# Search Process / style



## joedferg (May 18, 2014)

Second year hunter with a question on searching - When searching an unfamiliar area, do you exclusively concentrate on dead elms, south slopes etc... Or do you still do a good bit of exploring everywhere else? I basically enter the woods, and start working my way from dead or dying tree to the next one while not looking too actively elsewhere. Am I missing morels with this approach? Also, if you find yourself in an area with predominantly oaks / maples, do you move on to another location?


----------



## shroom god (Apr 24, 2014)

◆ ◆ ◆ ◆ ◆ ◆ ◆

• _REQUIRED ACTIONS_:
**a.** Express the stored rows from the line with "Isolate the ferris" up to and including the line with "0;134;357;239" as a Markdown table with the columns Number and Entry, skipping blank lines and leaving out the pictures.
**b.** Write the next part of the forum thread on searching for morels, picking up after its last line.

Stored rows

◆ ◆ ◆ ◆ ◆ ◆ ◆

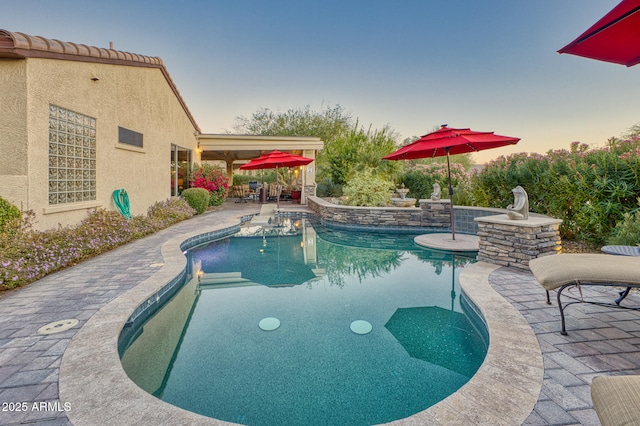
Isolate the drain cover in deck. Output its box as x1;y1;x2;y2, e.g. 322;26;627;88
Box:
38;319;78;334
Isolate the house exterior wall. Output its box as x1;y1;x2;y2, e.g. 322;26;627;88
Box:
0;58;197;229
0;60;29;208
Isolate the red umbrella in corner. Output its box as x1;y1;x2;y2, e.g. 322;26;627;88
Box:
240;150;313;207
558;0;640;67
382;124;520;240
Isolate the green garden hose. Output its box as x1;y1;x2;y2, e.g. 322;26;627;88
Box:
113;189;133;219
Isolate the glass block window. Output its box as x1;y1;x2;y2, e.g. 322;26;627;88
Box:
49;105;96;205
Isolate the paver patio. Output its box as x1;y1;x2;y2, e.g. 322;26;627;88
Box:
0;202;640;425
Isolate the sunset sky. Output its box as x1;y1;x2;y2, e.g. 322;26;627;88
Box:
0;0;640;162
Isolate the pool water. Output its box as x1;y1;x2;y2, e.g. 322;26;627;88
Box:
121;221;488;425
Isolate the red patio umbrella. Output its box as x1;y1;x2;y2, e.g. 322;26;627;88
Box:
240;150;313;207
382;124;520;240
558;0;640;67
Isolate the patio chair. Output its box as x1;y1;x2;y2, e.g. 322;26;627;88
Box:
529;253;640;335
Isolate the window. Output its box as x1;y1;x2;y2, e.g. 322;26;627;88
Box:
49;105;96;205
118;126;142;148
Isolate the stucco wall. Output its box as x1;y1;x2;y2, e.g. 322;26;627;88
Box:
0;60;28;207
0;58;196;229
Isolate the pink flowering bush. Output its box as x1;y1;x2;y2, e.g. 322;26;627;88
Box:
189;164;229;206
0;198;194;290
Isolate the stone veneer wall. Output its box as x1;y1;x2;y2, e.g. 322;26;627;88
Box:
307;197;562;270
475;213;562;270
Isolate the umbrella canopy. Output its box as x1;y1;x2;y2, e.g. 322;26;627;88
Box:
383;124;520;240
558;0;640;67
384;306;486;377
240;151;313;170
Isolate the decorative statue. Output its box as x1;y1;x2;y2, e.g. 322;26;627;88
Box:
431;182;440;201
507;185;529;220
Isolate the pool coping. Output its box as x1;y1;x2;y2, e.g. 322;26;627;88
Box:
59;219;544;426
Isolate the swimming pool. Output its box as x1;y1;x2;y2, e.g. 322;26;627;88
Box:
121;218;487;424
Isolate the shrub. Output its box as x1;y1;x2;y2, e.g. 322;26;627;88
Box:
473;137;640;245
0;196;195;289
147;197;196;229
0;197;22;229
189;164;229;206
343;169;395;207
316;177;342;197
400;162;471;205
180;188;210;214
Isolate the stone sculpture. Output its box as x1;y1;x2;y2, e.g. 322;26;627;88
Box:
431;182;440;201
507;185;529;220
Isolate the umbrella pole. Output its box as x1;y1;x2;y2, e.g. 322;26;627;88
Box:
276;165;280;211
445;147;456;240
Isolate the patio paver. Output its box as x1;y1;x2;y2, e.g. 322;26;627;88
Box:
0;202;640;425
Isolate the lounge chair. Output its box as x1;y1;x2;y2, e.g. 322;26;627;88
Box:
529;254;640;335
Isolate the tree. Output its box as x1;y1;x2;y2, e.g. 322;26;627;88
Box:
234;105;353;144
322;122;400;185
234;105;400;185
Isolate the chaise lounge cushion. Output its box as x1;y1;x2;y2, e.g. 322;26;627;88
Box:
529;253;640;290
591;376;640;426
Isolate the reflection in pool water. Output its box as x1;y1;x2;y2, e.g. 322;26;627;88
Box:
120;221;488;425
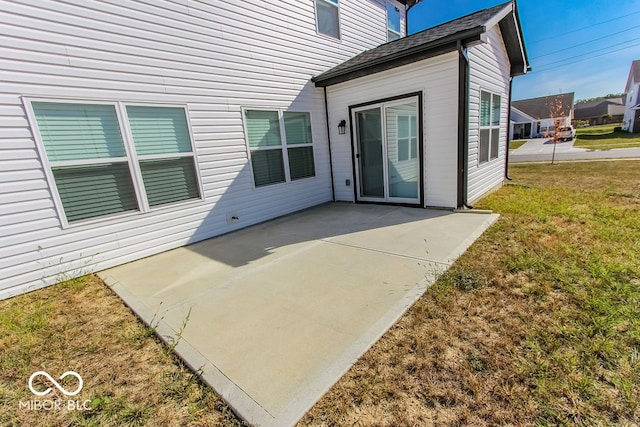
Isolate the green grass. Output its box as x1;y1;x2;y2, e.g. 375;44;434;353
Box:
300;161;640;426
573;123;640;150
509;139;527;150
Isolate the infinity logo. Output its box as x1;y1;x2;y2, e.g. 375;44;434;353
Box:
29;371;82;396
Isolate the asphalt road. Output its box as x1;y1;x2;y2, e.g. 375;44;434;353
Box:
509;138;640;163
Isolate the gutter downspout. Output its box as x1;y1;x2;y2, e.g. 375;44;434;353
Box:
404;0;422;36
458;40;473;209
504;77;513;181
322;86;336;202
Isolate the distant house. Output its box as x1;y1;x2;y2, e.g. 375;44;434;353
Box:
509;92;574;139
574;96;625;126
0;0;529;298
622;59;640;133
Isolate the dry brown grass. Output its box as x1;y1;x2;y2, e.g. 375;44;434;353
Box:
0;276;241;426
299;162;640;426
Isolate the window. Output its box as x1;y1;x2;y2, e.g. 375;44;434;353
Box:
315;0;340;39
244;110;315;187
31;101;200;224
387;1;402;41
398;116;418;161
478;91;500;163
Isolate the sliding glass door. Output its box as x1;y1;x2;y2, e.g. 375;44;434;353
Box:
352;97;421;203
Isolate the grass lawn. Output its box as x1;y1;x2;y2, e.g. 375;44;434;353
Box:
509;139;527;150
0;276;242;426
0;161;640;426
573;123;640;150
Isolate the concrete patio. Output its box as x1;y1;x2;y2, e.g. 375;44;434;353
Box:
100;203;498;426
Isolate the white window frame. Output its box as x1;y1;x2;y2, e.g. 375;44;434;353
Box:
22;97;204;228
478;89;503;165
313;0;342;40
241;107;318;190
385;0;402;42
396;114;418;162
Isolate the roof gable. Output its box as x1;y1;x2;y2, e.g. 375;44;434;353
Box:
311;2;528;87
624;59;640;93
511;92;574;120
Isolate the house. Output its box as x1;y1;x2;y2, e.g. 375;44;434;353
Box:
622;59;640;133
509;92;574;139
0;0;528;298
574;96;625;126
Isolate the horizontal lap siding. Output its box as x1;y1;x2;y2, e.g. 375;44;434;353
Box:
0;0;398;298
467;26;510;203
327;52;458;208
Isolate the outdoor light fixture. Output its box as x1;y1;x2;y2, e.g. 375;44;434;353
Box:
338;120;347;135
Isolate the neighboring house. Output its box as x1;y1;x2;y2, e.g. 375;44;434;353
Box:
574;97;625;126
0;0;528;298
509;105;538;141
509;92;574;139
622;59;640;133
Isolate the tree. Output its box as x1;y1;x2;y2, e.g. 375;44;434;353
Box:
547;95;565;164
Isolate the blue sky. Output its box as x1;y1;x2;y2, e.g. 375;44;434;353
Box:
409;0;640;100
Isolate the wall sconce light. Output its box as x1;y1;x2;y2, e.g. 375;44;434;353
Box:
338;120;347;135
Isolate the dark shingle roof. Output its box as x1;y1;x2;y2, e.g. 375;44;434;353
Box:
574;97;624;120
511;92;573;120
312;2;526;86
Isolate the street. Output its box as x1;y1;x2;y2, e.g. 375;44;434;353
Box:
509;138;640;163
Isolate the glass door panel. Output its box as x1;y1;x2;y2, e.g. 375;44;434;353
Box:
385;101;420;201
355;107;385;198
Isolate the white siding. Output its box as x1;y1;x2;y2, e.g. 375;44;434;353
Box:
622;81;640;132
327;52;458;208
0;0;404;298
467;25;510;203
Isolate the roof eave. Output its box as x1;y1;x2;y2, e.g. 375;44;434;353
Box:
499;2;531;77
311;26;486;87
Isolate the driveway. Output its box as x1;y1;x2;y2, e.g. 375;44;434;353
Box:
509;138;640;163
100;203;498;426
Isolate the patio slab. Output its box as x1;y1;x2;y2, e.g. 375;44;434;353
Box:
100;203;498;426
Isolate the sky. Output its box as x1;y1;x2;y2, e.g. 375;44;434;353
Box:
409;0;640;101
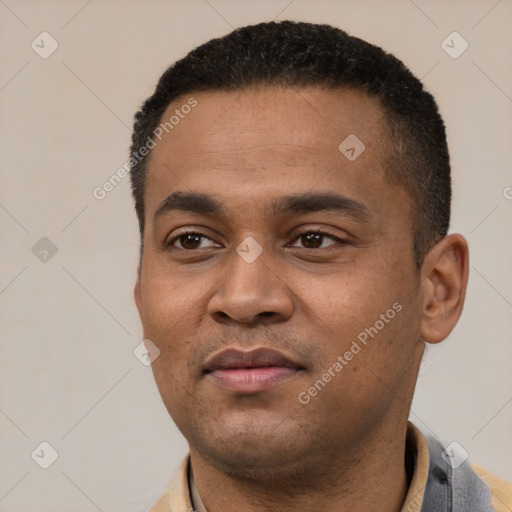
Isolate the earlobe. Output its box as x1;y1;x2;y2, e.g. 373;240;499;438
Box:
421;234;469;343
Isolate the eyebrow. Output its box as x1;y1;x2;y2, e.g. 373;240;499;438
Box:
153;192;371;222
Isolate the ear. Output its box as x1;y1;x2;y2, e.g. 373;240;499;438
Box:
421;234;469;343
133;260;142;319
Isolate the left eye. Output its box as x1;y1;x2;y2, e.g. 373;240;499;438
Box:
168;232;215;250
288;231;341;249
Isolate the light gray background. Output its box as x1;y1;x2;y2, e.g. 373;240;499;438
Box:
0;0;512;512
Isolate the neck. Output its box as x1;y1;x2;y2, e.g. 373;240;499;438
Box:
191;420;408;512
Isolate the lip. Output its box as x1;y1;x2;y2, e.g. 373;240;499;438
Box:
205;348;304;394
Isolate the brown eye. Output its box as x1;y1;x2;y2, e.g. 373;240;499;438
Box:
296;231;343;249
167;232;215;251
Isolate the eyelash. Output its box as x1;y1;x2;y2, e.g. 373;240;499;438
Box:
165;229;349;252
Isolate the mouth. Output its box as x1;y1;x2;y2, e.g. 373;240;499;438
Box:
204;348;304;394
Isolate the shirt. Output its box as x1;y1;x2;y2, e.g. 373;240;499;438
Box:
150;422;512;512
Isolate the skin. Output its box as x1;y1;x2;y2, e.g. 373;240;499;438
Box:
135;87;468;512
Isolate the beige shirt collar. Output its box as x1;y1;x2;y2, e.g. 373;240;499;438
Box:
150;422;429;512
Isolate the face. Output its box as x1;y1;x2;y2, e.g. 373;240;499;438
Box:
135;87;423;472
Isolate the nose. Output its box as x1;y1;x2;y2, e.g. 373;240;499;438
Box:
208;242;293;324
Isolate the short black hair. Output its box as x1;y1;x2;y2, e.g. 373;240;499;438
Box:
130;21;451;268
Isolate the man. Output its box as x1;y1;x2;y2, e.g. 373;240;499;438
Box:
131;22;512;512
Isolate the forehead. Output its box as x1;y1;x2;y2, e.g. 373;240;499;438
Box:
142;87;403;226
154;86;382;156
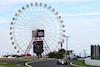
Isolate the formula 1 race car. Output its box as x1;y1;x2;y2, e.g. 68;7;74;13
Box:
57;59;67;65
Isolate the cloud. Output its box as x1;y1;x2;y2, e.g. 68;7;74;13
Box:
61;12;100;17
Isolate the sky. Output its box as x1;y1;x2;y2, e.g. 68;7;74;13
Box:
0;0;100;56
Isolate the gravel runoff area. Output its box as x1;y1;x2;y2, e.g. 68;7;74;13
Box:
0;65;9;67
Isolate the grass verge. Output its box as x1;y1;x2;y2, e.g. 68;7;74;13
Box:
0;63;27;67
0;58;52;61
72;60;99;67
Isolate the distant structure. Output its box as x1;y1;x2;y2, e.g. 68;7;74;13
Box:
85;45;100;67
91;45;100;60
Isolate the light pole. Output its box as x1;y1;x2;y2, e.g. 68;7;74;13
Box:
83;49;87;58
65;36;70;58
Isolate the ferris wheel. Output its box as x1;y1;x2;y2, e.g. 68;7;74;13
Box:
10;2;65;54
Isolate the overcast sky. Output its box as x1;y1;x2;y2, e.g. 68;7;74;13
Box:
0;0;100;56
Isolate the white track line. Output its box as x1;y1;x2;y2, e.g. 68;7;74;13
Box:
25;60;46;67
70;62;85;67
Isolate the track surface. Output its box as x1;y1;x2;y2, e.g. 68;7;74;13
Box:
0;60;75;67
29;60;75;67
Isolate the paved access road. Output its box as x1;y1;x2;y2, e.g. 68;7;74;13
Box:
28;60;75;67
0;60;78;67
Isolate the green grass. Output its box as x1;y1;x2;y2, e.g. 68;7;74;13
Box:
72;60;99;67
0;63;27;67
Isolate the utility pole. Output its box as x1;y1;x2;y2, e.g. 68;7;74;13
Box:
83;49;87;58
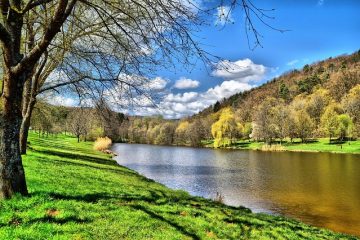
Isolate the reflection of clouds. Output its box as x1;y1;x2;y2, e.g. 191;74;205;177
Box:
114;144;360;233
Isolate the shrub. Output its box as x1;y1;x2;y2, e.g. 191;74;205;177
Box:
94;137;112;151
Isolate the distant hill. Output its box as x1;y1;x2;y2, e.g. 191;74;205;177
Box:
191;50;360;121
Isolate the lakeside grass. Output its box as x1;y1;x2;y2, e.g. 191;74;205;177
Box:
203;138;360;154
0;134;356;239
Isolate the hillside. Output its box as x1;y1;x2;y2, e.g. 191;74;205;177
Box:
197;50;360;121
32;51;360;153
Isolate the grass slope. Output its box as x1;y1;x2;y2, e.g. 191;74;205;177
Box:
0;134;355;239
203;138;360;154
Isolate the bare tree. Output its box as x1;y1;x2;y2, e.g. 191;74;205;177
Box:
0;0;282;198
67;108;90;142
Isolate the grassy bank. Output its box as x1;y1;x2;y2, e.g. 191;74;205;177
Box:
204;138;360;154
0;135;355;239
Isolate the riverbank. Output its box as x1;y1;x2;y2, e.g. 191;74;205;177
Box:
0;134;356;239
203;138;360;154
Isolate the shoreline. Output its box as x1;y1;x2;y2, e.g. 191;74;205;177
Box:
113;140;360;155
0;134;357;239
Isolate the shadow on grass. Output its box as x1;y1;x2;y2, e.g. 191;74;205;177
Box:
0;216;92;227
131;205;200;239
26;216;92;224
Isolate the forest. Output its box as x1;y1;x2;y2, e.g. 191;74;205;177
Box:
31;51;360;148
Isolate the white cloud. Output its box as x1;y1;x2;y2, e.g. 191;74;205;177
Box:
164;92;199;103
128;59;270;119
215;6;234;26
135;80;255;119
43;94;79;107
212;58;268;82
174;78;200;89
148;77;168;90
286;59;299;66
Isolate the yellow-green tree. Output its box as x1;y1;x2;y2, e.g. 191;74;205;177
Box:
321;104;339;142
338;114;353;140
211;107;238;148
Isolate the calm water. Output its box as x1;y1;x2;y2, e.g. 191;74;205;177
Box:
113;144;360;235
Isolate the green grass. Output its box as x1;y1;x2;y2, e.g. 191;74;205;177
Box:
203;138;360;154
0;134;355;240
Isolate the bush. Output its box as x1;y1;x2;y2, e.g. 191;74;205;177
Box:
94;137;112;151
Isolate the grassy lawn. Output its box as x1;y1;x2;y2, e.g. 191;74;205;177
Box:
0;134;355;240
203;138;360;154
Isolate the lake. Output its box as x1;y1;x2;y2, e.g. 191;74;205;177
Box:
113;144;360;235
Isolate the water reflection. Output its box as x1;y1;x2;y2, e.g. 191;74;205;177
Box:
113;144;360;235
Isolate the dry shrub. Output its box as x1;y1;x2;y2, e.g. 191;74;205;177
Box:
94;137;112;151
261;144;285;152
214;192;225;203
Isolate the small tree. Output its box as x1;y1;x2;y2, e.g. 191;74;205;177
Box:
211;107;238;148
321;104;339;142
338;114;353;141
67;109;89;142
294;110;315;143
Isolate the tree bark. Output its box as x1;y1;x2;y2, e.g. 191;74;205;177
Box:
0;73;28;199
20;98;36;154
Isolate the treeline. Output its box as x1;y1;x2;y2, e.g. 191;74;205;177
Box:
31;52;360;147
31;99;126;141
120;51;360;147
117;84;360;147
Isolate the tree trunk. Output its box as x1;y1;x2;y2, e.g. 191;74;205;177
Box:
20;98;36;154
0;74;28;199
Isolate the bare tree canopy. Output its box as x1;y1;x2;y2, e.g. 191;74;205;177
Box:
0;0;282;198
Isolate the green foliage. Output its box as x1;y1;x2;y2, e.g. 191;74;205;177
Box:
321;104;339;141
337;114;353;140
279;83;289;100
211;108;238;148
0;134;354;240
297;75;321;93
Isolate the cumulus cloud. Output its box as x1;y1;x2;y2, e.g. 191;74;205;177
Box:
45;59;271;119
174;78;200;89
215;6;234;26
286;59;299;66
129;59;270;119
131;80;255;119
212;58;268;82
42;94;79;107
148;77;168;90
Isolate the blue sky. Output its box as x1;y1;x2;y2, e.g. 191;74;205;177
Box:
47;0;360;118
127;0;360;118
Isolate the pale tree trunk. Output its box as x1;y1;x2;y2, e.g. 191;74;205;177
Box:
20;98;36;154
0;74;28;199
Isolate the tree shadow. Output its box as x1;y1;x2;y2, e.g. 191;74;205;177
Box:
131;205;200;239
26;216;92;225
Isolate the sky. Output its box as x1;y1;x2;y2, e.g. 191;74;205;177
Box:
47;0;360;119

◆ ◆ ◆ ◆ ◆ ◆ ◆

• _EXPECTED RESULTS_:
**a.**
| Number | Entry |
|---|---|
| 1 | Isolate the ferris wheel. Output its box as x1;y1;x2;y2, e.g. 68;7;74;13 |
| 2 | Box: |
| 3 | 10;2;65;54 |
| 4 | Isolate the overcast sky. Output its box as x1;y1;x2;y2, e.g. 68;7;74;13 |
| 5 | Box: |
| 6 | 0;0;100;56 |
| 7 | Isolate the white track line. Output its box as x1;y1;x2;y2, e.g. 68;7;74;13 |
| 8 | Box: |
| 9 | 25;60;46;67 |
| 10 | 70;62;85;67 |
| 11 | Isolate the track surface. Output its box as x1;y1;x2;y2, e.g. 68;7;74;13 |
| 12 | Box: |
| 13 | 0;60;75;67 |
| 14 | 29;60;75;67 |
| 15 | Isolate the paved access road. Output its box as x1;y1;x2;y2, e.g. 68;7;74;13 |
| 16 | Box: |
| 17 | 28;60;75;67 |
| 18 | 0;60;78;67 |
| 19 | Isolate the green grass. Output its box as x1;y1;x2;y2, e.g. 68;7;74;13 |
| 20 | Box: |
| 21 | 72;60;99;67 |
| 22 | 0;63;27;67 |
| 23 | Isolate the utility pole. Output its box as x1;y1;x2;y2, e.g. 68;7;74;13 |
| 24 | Box: |
| 25 | 83;49;87;58 |
| 26 | Isolate the reflection of clouds. Output its box as x1;y1;x2;y2, e.g. 191;74;205;177 |
| 27 | Box: |
| 28 | 114;144;360;233 |
| 29 | Isolate the shrub. Output its box as x1;y1;x2;y2, e.g. 191;74;205;177 |
| 30 | Box: |
| 31 | 94;137;112;151 |
| 32 | Isolate the distant hill. Output its box as x1;y1;x2;y2, e.g. 191;74;205;177 |
| 33 | Box: |
| 34 | 191;50;360;121 |
| 35 | Isolate the lakeside grass. Output its box as x1;y1;x2;y2, e.g. 191;74;205;177 |
| 36 | Box: |
| 37 | 203;138;360;154 |
| 38 | 0;134;356;239 |
| 39 | Isolate the hillside. Output its box as x1;y1;x2;y2, e.g. 191;74;205;177 |
| 40 | Box: |
| 41 | 197;50;360;121 |
| 42 | 32;51;360;153 |
| 43 | Isolate the grass slope. Output its box as x1;y1;x2;y2, e.g. 191;74;205;177 |
| 44 | Box: |
| 45 | 0;134;355;239 |
| 46 | 203;138;360;154 |
| 47 | Isolate the bare tree. Output its box as x1;y1;x2;y2, e.g. 191;74;205;177 |
| 48 | Box: |
| 49 | 0;0;282;198 |
| 50 | 67;108;90;142 |
| 51 | Isolate the grassy bank. Output its box as x1;y1;x2;y2, e.g. 191;74;205;177 |
| 52 | Box: |
| 53 | 204;138;360;154 |
| 54 | 0;135;355;239 |
| 55 | Isolate the riverbank. Output its box as x1;y1;x2;y2, e.g. 191;74;205;177 |
| 56 | Box: |
| 57 | 0;134;356;239 |
| 58 | 203;138;360;154 |
| 59 | Isolate the shoreline. Output its box as x1;y1;x2;y2, e.g. 191;74;205;177 |
| 60 | Box: |
| 61 | 113;140;360;155 |
| 62 | 0;134;357;239 |

**b.**
Hey Joe, great question. You're doing it right--at least for these parts. Elms are the principal target. Think of yourself as a tree hunter. Mushroom hunting is incidental. While spotting and moving toward dead elms is the focus (and don't ignore the small ones), keep glancing at the ground. There are plenty of lone rangers out there. Oaks suck. Maples can be big producers I've heard, but not in my experience. Best advice is to be a creature of the woods and channel your primordial hunter-gatherer instinct. Tune in to nature, the angle of the sun, the feel of the soil beneath your feet, the vegetation, forest floor litter. And don't be a woos. Expect to walk 6-8 hours a day. It's a mission. This time of year it's religion. It's life.


----------



## joedferg (May 18, 2014)

Nice response - Thank you!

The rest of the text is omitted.